*DOCUMENT TEXT:*
* BEGIN *

Galvanized flashings here, unless the roof calls for it.



TheMaster said:


> I use sch 80 fittings when i hafta make a pvc threaded connection on potable water.


Switch to pex where ever I can


----------



## TheMaster (Jun 12, 2009)

Hey RON....the thread says "Tell me how you exceed the code you follow" key word there is EXCEED. I thought that meant overkill...what do you think?


----------



## Ron (Jun 12, 2008)

No need to exceed pan drain by 3/4", safe yourself some money.


----------



## TheMaster (Jun 12, 2009)

Ron The Plumber said:


> No need to exceed pan drain by 3/4", safe yourself some money.


The county will accept a minimum of 1" pvc here for a water heater pan drain. The city will accept a minimum of 1.5" pvc here. Obviously some other people disagree with you as well ron. Sorry.
What happens when you hold your finger over the end of a straw full of water ron? Now with a water heater in the attic and a pan drain of 3/4"......can you see the straw ron?

* END *

*DATA EXCERPT:*
* BEGIN *

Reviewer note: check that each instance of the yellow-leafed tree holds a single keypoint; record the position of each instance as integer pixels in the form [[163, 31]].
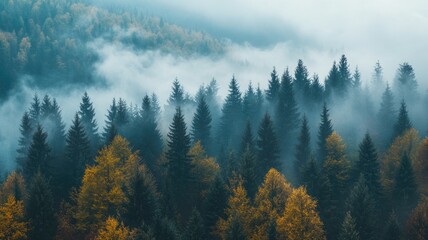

* END *

*WHAT YOU SHOULD DO:* Carry on the plumbing forum thread about exceeding code from the point where it stops. The material can be set aside; none of it is needed here.

*THE RESPONSE:*
----------



## Ron (Jun 12, 2008)

TheMaster said:


> The county will accept a minimum of 1" pvc here for a water heater pan drain. The city will accept a minimum of 1.5" pvc here. Obviously some other people disagree with you as well ron. Sorry.


Never said it was not allowed.


----------



## TheMaster (Jun 12, 2009)

Ron The Plumber said:


> Never said it was not allowed.


 I'm sorry I dont understand your point anymore. lets try to stay on topic


----------



## grandpa (Jul 13, 2008)

Indiana Plumber said:


> 1. I try as much as possible to give drains better pitch than required.
> 
> .


How much better:? This could touch off a whole new debate about the liquid outrunning the solids!!!!!!!!!!!!


----------



## Plasticman (Oct 14, 2008)

I put 55 lbs pressure on my water pipes. Code says minimum 50. :laughing:
Just kidding. I pump it up to 200. If it's ever gonna blow, I want it to be on test


----------



## Ron (Jun 12, 2008)

Plasticman said:


> I put 55 lbs pressure on my water pipes. Code says minimum 50. :laughing:
> Just kidding. I pump it up to 200. If it's ever gonna blow, I want it to be on test


Try pumping the line up to 200 psi what a hand pump. :laughing:


----------



## DUNBAR PLUMBING (Sep 11, 2008)

*I exceed code*

By exemplifying the standard of understanding outside of what code requires and why.

In Kentucky I believe I got all thermal expansion tanks in new construction to be supported with metal hangar iron.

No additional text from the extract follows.